ENTRIES SUPPLIED:
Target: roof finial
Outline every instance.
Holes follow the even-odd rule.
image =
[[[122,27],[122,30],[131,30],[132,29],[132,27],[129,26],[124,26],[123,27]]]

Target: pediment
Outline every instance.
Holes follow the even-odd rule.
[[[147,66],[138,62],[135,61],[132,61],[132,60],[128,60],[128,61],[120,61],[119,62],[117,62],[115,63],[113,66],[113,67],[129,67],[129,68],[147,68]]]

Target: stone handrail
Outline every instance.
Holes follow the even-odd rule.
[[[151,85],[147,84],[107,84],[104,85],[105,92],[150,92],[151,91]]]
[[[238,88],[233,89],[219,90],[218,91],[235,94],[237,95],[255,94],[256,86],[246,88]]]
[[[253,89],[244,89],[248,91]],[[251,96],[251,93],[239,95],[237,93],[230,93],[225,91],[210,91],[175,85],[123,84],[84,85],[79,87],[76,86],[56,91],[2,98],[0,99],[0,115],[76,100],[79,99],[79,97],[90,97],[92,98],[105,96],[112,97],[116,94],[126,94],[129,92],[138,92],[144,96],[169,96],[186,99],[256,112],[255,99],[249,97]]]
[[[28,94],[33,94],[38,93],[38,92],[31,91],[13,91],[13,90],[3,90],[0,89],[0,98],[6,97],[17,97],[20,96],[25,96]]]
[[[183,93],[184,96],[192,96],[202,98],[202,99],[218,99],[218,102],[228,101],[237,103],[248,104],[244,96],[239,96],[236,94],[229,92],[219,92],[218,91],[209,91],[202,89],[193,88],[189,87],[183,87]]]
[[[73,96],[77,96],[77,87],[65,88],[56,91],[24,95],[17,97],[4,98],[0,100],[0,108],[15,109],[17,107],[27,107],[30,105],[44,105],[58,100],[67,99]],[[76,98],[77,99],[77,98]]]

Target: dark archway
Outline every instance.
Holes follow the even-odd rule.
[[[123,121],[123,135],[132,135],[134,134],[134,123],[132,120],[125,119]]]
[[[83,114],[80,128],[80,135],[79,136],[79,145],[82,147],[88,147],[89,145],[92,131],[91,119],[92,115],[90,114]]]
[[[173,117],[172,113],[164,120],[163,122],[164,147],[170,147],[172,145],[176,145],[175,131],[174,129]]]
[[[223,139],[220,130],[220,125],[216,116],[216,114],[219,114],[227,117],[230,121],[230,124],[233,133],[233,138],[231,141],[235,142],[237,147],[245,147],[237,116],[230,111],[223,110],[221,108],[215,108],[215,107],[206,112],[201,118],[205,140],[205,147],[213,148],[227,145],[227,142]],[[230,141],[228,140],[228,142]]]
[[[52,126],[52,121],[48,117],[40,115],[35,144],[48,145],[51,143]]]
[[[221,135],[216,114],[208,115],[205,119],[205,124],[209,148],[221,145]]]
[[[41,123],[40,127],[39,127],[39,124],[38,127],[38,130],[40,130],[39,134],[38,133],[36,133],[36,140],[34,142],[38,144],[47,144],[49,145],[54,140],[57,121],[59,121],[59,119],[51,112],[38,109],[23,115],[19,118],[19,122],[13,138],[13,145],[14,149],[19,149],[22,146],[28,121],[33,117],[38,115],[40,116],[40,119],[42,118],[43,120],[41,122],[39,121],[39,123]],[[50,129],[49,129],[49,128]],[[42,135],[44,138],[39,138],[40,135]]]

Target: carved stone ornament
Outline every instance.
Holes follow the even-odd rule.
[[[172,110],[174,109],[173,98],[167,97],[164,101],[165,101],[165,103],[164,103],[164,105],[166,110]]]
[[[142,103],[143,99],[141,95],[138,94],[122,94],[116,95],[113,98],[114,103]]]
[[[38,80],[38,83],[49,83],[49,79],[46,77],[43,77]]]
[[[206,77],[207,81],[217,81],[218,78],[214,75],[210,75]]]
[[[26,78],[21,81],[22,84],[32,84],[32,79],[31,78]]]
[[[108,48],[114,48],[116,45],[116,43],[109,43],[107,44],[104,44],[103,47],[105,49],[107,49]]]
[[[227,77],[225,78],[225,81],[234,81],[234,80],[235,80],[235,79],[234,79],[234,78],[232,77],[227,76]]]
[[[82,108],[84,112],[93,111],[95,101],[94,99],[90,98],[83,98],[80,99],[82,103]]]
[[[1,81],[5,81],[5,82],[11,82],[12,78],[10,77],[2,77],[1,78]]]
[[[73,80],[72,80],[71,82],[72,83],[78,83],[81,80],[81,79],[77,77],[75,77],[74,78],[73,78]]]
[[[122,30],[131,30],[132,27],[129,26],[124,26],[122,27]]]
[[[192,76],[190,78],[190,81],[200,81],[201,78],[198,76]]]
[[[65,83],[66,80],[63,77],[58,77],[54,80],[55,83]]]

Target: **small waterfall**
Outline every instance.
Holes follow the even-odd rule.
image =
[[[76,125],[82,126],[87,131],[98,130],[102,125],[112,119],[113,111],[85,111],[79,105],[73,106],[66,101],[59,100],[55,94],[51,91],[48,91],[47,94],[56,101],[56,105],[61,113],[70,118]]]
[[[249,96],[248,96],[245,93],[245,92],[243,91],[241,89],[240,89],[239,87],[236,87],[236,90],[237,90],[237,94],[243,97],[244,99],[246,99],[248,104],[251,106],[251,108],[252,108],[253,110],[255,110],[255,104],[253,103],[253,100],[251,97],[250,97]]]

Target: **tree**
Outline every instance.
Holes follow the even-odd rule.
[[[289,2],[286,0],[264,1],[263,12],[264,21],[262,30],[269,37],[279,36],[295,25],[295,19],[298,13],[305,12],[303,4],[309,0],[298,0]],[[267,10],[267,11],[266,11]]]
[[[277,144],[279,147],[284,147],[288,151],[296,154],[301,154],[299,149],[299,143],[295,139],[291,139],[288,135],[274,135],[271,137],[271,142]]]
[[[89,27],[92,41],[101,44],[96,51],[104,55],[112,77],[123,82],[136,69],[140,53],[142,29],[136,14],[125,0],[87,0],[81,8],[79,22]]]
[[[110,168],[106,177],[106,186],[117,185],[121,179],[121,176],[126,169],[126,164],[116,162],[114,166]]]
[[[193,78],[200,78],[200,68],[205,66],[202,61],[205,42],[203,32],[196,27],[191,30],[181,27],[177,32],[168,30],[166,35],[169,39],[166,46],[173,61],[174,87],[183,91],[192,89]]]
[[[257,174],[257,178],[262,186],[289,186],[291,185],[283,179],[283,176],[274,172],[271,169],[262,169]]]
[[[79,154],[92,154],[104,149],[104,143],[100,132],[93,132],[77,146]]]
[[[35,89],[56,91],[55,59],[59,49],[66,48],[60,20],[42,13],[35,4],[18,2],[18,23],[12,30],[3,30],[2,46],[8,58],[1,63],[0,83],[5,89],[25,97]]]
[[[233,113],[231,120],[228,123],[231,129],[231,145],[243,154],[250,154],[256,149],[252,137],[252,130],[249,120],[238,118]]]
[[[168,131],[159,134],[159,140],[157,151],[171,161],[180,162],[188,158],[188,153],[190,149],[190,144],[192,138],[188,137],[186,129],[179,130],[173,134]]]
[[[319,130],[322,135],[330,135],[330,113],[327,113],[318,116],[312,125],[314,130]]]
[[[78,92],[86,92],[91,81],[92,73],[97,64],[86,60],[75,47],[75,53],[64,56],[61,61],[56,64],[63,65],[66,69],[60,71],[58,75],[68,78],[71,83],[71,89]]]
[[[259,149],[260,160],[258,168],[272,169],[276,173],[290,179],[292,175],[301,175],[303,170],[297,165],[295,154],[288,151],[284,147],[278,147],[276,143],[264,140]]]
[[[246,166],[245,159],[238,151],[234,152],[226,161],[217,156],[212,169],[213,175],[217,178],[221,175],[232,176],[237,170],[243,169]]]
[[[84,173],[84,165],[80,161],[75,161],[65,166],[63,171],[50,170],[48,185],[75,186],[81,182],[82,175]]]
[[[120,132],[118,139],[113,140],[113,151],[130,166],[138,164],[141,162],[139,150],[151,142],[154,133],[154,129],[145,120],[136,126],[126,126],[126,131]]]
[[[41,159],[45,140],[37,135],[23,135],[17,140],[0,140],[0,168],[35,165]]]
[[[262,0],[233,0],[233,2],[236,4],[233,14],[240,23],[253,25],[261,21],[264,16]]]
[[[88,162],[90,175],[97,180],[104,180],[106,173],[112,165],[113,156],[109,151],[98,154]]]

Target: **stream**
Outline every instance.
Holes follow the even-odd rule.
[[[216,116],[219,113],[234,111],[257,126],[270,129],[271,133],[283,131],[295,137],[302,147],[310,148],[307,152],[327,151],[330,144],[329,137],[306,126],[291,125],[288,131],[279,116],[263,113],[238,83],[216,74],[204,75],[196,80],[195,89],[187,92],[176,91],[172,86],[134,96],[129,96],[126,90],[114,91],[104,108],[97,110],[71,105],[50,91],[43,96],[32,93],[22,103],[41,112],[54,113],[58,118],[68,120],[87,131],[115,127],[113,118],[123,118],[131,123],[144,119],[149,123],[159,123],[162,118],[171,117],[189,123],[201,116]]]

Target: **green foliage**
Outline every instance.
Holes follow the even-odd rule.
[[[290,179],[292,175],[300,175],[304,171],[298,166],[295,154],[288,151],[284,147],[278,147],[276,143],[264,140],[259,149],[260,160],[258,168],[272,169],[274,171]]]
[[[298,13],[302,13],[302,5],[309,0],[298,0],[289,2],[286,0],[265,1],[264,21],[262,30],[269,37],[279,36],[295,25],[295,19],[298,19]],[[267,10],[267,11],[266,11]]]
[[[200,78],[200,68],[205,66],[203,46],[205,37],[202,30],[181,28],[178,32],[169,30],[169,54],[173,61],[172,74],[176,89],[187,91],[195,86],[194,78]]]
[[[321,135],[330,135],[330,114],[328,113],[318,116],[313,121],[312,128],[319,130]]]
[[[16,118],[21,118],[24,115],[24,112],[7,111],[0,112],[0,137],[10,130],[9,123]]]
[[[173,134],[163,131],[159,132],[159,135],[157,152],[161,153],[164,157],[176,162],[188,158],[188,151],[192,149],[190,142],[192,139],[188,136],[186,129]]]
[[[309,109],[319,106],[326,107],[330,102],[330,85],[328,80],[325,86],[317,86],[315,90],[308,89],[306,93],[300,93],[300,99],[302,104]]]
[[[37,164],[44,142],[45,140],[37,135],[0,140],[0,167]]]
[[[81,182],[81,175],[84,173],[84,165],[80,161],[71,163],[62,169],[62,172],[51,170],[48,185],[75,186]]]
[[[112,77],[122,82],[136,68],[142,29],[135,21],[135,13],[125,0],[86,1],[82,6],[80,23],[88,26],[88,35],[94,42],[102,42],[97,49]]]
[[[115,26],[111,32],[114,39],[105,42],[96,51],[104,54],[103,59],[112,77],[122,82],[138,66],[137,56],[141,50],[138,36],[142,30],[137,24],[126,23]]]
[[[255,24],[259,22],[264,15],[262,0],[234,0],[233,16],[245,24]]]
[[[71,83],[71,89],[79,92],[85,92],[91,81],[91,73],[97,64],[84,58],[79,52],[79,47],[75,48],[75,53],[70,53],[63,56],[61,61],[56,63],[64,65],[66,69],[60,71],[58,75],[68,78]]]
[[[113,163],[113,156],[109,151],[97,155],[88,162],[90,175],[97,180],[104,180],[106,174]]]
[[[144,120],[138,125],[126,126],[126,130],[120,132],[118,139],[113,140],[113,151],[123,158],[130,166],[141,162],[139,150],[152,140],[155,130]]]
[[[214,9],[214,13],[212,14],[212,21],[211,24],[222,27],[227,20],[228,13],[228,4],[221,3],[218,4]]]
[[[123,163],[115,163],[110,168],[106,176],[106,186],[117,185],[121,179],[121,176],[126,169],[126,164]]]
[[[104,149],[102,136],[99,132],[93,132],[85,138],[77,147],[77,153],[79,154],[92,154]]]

EXERCISE DESCRIPTION: Return the part of the material that opens with the line containing "Target: **green foliage**" and runs through the end of the material, reproducing each line unchanged.

THE SOLUTION:
Target: **green foliage**
Outline every instance.
Holes follow the even-odd rule.
[[[290,179],[292,175],[300,175],[304,171],[298,166],[295,154],[288,151],[284,147],[278,147],[276,143],[264,140],[259,149],[260,160],[258,168],[272,169],[274,171]]]
[[[298,13],[302,13],[302,5],[309,0],[298,0],[289,2],[286,0],[265,1],[264,21],[262,30],[269,37],[279,36],[295,25],[295,19],[298,19]],[[267,10],[267,11],[266,11]]]
[[[200,78],[200,68],[205,66],[203,46],[205,37],[202,30],[181,28],[178,32],[169,30],[169,54],[173,61],[172,74],[176,89],[187,91],[195,86],[194,78]]]
[[[321,135],[330,135],[330,114],[328,113],[318,116],[313,121],[312,128],[319,130]]]
[[[16,118],[21,118],[24,115],[24,112],[7,111],[0,112],[0,137],[10,130],[9,123]]]
[[[173,134],[163,131],[159,132],[159,135],[157,152],[161,153],[164,157],[176,162],[188,158],[188,151],[192,149],[190,142],[192,139],[188,136],[186,129]]]
[[[309,109],[319,106],[326,107],[330,102],[330,85],[328,80],[325,86],[317,86],[315,90],[308,89],[306,93],[300,93],[300,99],[302,104]]]
[[[37,164],[44,142],[45,140],[37,135],[0,140],[0,167]]]
[[[81,182],[81,175],[84,173],[84,165],[80,161],[71,163],[62,169],[62,172],[51,170],[48,185],[75,186]]]
[[[112,77],[122,82],[136,68],[142,29],[135,21],[135,13],[125,0],[86,1],[82,6],[80,23],[88,26],[88,35],[94,42],[102,42],[97,49]]]
[[[115,26],[111,32],[114,39],[105,42],[96,51],[104,54],[103,59],[112,77],[122,82],[138,66],[137,56],[141,50],[138,36],[142,30],[137,24],[126,23]]]
[[[255,24],[259,22],[264,15],[262,0],[234,0],[233,16],[245,24]]]
[[[71,83],[71,89],[79,92],[85,92],[91,81],[91,73],[97,64],[84,58],[79,52],[79,47],[75,48],[75,53],[70,53],[63,56],[61,61],[56,63],[64,65],[66,69],[60,71],[58,75],[68,78]]]
[[[113,163],[113,156],[109,151],[97,155],[88,162],[90,175],[97,180],[104,180],[106,174]]]
[[[144,120],[138,125],[126,126],[126,130],[120,132],[118,139],[113,140],[113,151],[123,158],[130,166],[141,162],[139,150],[152,140],[155,130]]]
[[[214,9],[214,13],[212,14],[212,21],[211,24],[222,27],[227,20],[228,13],[228,4],[221,3],[218,4]]]
[[[123,163],[115,163],[110,168],[106,176],[106,186],[117,185],[121,179],[121,176],[126,169],[126,164]]]
[[[104,149],[102,136],[99,132],[93,132],[85,138],[77,147],[77,153],[79,154],[92,154]]]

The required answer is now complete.